(Given instruction): Copy out every line of the items below, from the line containing "Drop one marker on each instance of the man's hair" down to the line containing "[[297, 122]]", both included. Multiply each x and y coordinate by 0.65, round it to a whole number with halves going up, and leave all other wording unchanged.
──────── Exercise inputs
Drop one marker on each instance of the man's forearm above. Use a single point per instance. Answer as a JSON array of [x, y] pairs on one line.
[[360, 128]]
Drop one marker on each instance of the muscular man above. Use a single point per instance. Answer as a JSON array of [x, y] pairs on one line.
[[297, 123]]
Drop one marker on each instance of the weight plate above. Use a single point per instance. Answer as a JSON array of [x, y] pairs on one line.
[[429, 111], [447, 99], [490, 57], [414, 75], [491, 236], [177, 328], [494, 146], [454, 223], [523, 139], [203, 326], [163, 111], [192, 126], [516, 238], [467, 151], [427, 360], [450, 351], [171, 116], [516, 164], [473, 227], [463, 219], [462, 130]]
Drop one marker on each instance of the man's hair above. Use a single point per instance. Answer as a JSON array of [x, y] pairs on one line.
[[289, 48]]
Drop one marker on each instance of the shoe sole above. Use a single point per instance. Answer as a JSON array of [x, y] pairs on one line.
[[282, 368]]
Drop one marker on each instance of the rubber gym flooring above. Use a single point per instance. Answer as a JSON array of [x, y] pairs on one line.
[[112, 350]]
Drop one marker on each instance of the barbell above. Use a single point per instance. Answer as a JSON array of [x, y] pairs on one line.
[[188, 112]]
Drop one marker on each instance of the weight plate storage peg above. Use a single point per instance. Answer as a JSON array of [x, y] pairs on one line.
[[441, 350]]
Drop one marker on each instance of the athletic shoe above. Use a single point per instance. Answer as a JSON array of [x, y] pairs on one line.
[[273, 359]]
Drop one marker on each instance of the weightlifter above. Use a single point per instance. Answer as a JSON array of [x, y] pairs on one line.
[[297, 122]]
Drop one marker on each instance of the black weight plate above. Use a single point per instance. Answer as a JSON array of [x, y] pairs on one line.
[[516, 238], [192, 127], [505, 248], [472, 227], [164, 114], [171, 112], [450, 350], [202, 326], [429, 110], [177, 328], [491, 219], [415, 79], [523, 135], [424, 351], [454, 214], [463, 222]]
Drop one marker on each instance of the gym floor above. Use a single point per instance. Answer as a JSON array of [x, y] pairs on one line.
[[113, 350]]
────────────────
(Worked solution):
Drop one marker on each instance of the man's hair above. Use a single point per instance. Answer as a JSON array of [x, y] pairs on one line.
[[188, 31]]
Drop one marker on each instance of the shoe sole above. Use a single point per instance. Answer as a JSON array of [x, y] pairs on one line.
[[183, 239]]
Drop one marker on each instance of the rubber gym flooring above. Use a single point per instance. Answer as a JSON array of [x, y] pairs on one line.
[[73, 228]]
Drop one marker on each instance of the barbell above. Use a single point per instance. Answer as a JSON array of [x, y] pairs on one line.
[[122, 73]]
Drop one marker on each instance of the weight plate storage peg above. Use a single point per instance. Answer as a JSON array of [x, y] pairs on one line.
[[287, 228]]
Drop one marker on each instance of the athletic shoe above. Use a single point per instance. Answer as a JSON array of [x, y] pairs on one line.
[[177, 233]]
Drop one marker on each instance of the weightlifter above. Use a single point per instance. Answer as a JSON array of [x, y] pairs on one line.
[[193, 79]]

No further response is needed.